DATA EXCERPTS.
:::

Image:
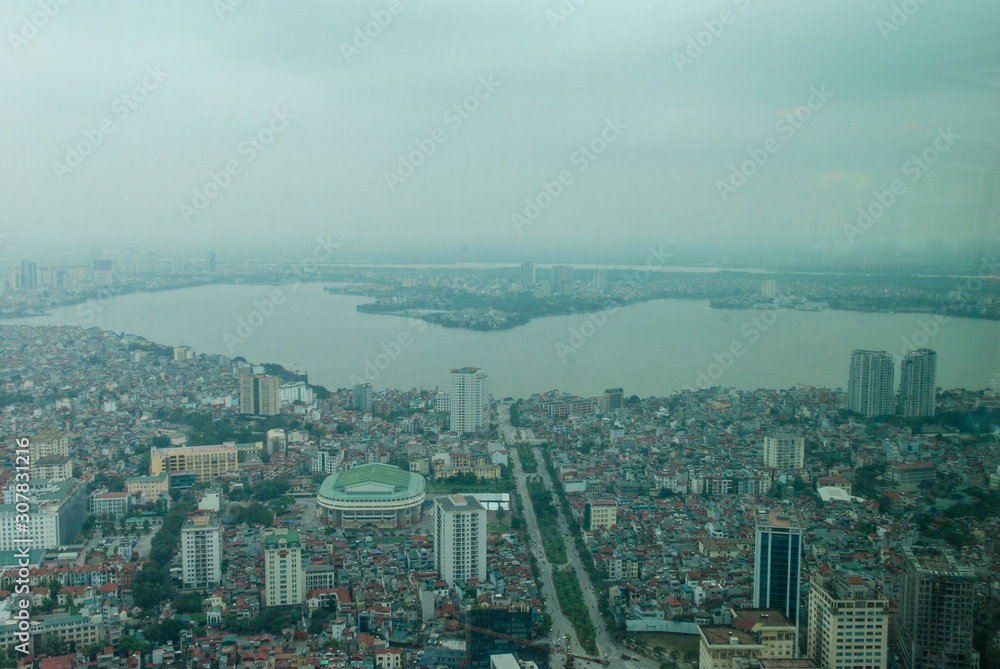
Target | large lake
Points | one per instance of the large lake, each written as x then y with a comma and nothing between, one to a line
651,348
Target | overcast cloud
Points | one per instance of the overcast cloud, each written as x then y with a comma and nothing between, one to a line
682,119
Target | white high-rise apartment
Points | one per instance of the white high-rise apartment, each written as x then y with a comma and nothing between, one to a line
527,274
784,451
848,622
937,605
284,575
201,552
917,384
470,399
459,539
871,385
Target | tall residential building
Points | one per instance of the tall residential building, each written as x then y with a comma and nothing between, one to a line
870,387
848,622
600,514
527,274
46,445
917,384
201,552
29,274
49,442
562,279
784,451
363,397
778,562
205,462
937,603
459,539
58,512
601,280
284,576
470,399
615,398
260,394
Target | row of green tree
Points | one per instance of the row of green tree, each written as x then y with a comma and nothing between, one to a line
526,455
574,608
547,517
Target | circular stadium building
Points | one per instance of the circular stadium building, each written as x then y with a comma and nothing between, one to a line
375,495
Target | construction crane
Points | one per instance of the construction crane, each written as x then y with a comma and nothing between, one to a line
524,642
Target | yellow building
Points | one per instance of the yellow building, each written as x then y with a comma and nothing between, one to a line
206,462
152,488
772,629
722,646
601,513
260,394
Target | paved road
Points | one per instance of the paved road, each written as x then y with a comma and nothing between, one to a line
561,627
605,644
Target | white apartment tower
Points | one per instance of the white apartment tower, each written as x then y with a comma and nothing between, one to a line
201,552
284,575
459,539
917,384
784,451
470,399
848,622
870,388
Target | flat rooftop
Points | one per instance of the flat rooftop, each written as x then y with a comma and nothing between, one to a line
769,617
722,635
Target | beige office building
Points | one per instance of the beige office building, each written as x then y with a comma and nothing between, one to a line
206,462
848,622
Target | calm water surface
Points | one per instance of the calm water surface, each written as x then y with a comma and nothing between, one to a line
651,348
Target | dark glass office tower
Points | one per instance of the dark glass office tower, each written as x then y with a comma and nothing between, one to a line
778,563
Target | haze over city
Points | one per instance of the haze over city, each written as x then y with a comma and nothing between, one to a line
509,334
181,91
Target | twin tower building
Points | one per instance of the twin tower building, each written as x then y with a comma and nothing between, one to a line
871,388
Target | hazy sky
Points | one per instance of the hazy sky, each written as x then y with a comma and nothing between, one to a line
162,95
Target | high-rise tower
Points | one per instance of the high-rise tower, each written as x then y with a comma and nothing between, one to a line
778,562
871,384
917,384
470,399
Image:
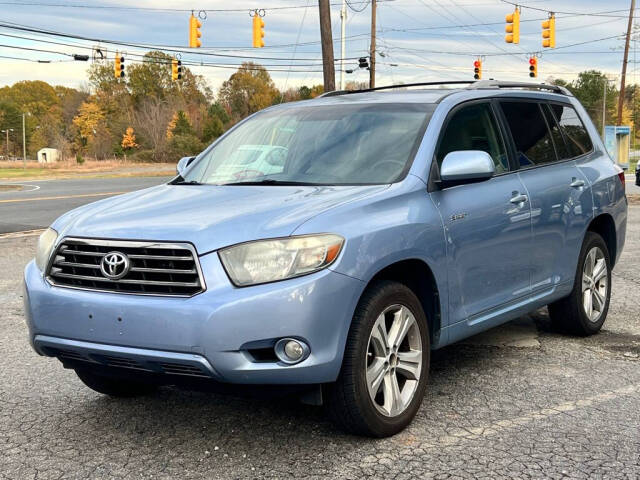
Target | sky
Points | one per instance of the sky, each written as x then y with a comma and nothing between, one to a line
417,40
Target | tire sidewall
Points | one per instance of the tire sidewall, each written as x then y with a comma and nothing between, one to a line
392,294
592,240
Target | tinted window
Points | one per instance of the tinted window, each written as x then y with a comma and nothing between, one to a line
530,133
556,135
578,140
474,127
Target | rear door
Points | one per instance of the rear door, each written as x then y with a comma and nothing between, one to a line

:::

TASK PROMPT.
Can you write out every item above again with "Target" renamed to "Object" throughout and everything else unchanged, leaving the pictures out?

FULL RESPONSE.
Image:
Object | large lake
Points | one per instance of the large lake, each written as x then y with a comma and nothing between, one to a line
651,348
Object | overcast cloud
Points | one per instance of the overcast cloud, each written as x then y with a comma and nothing between, one to a line
682,119
Object | white high-rise apartment
Points | one per instance of the white high-rise apartment, each written as x then y with a comma and nothing between, one to a line
527,274
784,451
848,622
937,605
284,575
201,552
917,384
470,399
459,539
871,385
Object | tall residential building
Points | one per instance of the tall residential building, each written as x then y with a comma and nothing between, one to a line
870,387
848,622
600,514
527,274
46,445
917,384
201,552
29,274
49,442
562,279
784,451
363,397
778,562
205,462
937,603
459,539
58,512
601,280
284,576
470,399
615,398
260,394
Object | row of green tree
Points | one per instance of the row of green tree, each written as x then y with a comma and nothing between, one to a line
526,455
574,608
547,517
Object | circular stadium building
Points | one per instance of the circular stadium building, each written as x then y with a comma and nothing between, one to a line
375,495
Object | construction crane
Points | one per instance of the construction crane, each written as x then y with a comma and nothing between, one to a line
524,642
Object | yellow building
Points | one per instance of the yellow building, each written as x then y with a comma and nothing between, one to a line
206,462
152,488
772,629
722,646
601,513
260,394
Object | paved road
Points | one per instance of the paved road, each written as x then y with a comma and nothing between, one to a line
561,627
605,644
Object | white apartment tower
Points | one per instance of the white apartment tower, each written as x then y with a comma and nothing between, one to a line
201,552
284,575
459,539
917,384
784,451
470,399
848,622
870,388
Object | flat rooftop
Points | one per instance of the flat rooftop, each written as x then y with a comma and nothing between, one to a line
769,617
722,635
Object | beige office building
Points | one per instance of the beige office building, each written as x then y with a comma and nothing between, one to a line
206,462
848,622
Object | calm water surface
Points | one per instance of the calm water surface, each written as x then y with a comma and nothing between, one to a line
651,348
Object | dark glass office tower
Points | one per instance of the dark glass office tower, each written as x then y with a comma and nothing between, one to a line
778,563
Object | haze over city
Points | one per instance of the haze over city, each written as x then y with a comma and nothing between, one to a line
509,334
181,91
Object | twin tower building
Points | one per instance of the twin tower building, each written as x then y with a comma and nothing between, one to a line
871,388
Object | hazy sky
Points | one per instance of the hazy sky, each written as x then y with a comma and nothing between, one to a line
162,95
Object | high-rise tower
Points | one per instance of the high-rise tower, each written as x then y with a comma and nothing between, one to a line
778,562
871,384
917,384
470,399
Image:
Object | sky
Points | one per instance of the sky, each written as x then y with a comma and nothing between, one to a line
417,40
Object | tire sidewall
Points | one per instance of the tire sidewall, each written as x then y with a comma and nothing between, one to a line
392,294
592,240
Object | tinted window
Points | one per instance of the tinted window, each written as x then y with a comma and nothing between, one to a line
530,133
556,135
578,140
474,127
Object | rear door
Points | one per instance of the rear door, each written as x then y with a comma and nothing between, one to a line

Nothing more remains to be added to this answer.